### Text segment
+ + + + + + +

SXSW 2013 Review: SPRING BREAKERS
Bikinis. Boobs. Bongs. Booze. Blasphemy. Bullets. Bloodshed. Bad bitches.
Welcome to Harmony Korine’s vision of that great week of brainless college self-indulgence, Spring Breakers. By now, you’ve seen some kind of viral marketing – Vanessa Hudgens, Ashley Benson, and Selena Gomez with Rachel Korine (Harmony’s wife) in neon-colored bikinis, holding guns or wearing pink masks with the great tagline, “A coming-of-rage story.” Disney girls gone wild and batshit crazy, with a little help from mysterious James Franco and weirdo auteur filmmaker Korine. This group’s camaraderie is intoxicating.
Here’s the setup: Faith (Gomez), Brit (Benson), Candy (Hudgens), and Cotty (Korine) are in college, bored as hell, and ready to take off for a soberless week of fun in the sun – SPRING BREAAAAK. But here lies a big, big problem: they’re four very broke college girls. To get to the place where inebriated dreams come to true, they need a lot of cash.
Like any desperate college kids in the movies who need a lot of cash and quick, they steal a professor’s car and rob a diner. The girls are now off for a week of debauchery, madness, and more chaos than they could ever imagine. After a few days of raging, the girls land in jail, only to be quickly bailed out by Alien (James Franco), who sees potential in these four misfits aching for chaos. They’d be good help for his business. He’s in the robbing clueless-college-bros-on-spring-break-vacation business and, dear reader, business is booming.
When going into a Harmony Korine movie, one should know this is one of the most unconventional filmmakers of our time. At 19, he wrote a very controversial feature called Kids, surrounding skateboarders and the AIDS epidemic. He followed that up with his directorial debut centered on a bunch of white trash kids (starring Chloë Sevigny) doing white trash things called Gummo. And before Spring Breakers, he released a shot-on-VHS movie called Trash Humpers, about a group of misfits that, yep, hump trash, break in and destroy homes, and wreak havoc in their town. Korine doesn’t live by Hollywood rules. He smashes the shit out of them and makes the films he wants to make. He’s not weird for the sake of being weird. He’s just fucking weird. Take it or leave it. This man knows exactly what he’s doing.

+ + + + + + +

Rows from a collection
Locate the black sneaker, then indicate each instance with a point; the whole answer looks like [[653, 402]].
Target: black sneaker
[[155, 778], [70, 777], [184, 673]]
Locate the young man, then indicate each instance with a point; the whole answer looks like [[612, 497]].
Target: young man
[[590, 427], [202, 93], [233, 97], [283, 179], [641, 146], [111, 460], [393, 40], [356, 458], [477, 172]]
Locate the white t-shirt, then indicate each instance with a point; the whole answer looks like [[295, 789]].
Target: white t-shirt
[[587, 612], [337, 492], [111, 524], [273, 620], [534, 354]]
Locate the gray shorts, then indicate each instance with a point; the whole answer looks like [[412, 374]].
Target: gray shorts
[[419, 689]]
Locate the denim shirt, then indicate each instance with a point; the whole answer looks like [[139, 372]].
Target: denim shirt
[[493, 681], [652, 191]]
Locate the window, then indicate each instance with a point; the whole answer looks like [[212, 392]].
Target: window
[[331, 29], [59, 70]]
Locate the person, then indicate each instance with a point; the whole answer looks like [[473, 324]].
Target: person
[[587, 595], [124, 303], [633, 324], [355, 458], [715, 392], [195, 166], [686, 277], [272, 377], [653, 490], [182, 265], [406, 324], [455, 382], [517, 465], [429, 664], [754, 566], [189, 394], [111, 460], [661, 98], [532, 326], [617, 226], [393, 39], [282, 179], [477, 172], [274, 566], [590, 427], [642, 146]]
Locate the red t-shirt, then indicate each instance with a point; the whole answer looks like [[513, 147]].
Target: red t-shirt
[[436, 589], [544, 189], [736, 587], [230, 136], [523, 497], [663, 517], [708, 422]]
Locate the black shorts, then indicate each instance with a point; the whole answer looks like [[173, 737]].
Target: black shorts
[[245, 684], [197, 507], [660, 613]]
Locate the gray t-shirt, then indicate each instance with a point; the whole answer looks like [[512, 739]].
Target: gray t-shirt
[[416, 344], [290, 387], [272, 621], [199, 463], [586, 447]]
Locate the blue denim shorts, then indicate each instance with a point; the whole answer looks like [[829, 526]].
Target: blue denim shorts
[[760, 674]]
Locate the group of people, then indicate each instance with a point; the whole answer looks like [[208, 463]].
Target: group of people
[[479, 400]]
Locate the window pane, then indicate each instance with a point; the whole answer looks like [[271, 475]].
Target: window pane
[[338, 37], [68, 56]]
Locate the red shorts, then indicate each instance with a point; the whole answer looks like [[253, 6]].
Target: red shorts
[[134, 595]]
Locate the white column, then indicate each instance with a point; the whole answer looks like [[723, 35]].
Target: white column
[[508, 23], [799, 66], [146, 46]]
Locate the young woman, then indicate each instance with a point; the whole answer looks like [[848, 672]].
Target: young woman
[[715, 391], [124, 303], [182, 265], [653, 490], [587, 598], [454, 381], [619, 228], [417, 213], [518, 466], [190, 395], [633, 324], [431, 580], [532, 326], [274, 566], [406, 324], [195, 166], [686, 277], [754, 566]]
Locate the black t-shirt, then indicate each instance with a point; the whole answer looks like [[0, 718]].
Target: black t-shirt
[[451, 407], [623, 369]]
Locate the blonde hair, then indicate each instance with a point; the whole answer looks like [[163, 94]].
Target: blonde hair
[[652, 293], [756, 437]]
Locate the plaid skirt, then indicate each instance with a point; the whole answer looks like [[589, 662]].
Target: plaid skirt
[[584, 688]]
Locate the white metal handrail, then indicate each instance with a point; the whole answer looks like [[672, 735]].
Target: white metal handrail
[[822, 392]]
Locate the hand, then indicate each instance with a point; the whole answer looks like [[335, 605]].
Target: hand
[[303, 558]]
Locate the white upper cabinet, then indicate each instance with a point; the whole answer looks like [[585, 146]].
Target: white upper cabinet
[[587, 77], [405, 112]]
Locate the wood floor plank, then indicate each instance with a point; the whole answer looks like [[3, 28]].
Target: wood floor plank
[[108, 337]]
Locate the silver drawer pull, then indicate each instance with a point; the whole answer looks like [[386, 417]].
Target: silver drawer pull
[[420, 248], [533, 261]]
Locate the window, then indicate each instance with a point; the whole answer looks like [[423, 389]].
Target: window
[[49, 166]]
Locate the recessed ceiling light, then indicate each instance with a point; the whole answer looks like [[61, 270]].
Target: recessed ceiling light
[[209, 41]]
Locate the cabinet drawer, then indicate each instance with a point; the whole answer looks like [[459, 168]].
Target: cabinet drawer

+ + + + + + +

### Your assignment
Can you return the part of the Spring Breakers review between "Like any desperate" and "business is booming.", inclusive, copied word for word?

### Answer for the task
Like any desperate college kids in the movies who need a lot of cash and quick, they steal a professor’s car and rob a diner. The girls are now off for a week of debauchery, madness, and more chaos than they could ever imagine. After a few days of raging, the girls land in jail, only to be quickly bailed out by Alien (James Franco), who sees potential in these four misfits aching for chaos. They’d be good help for his business. He’s in the robbing clueless-college-bros-on-spring-break-vacation business and, dear reader, business is booming.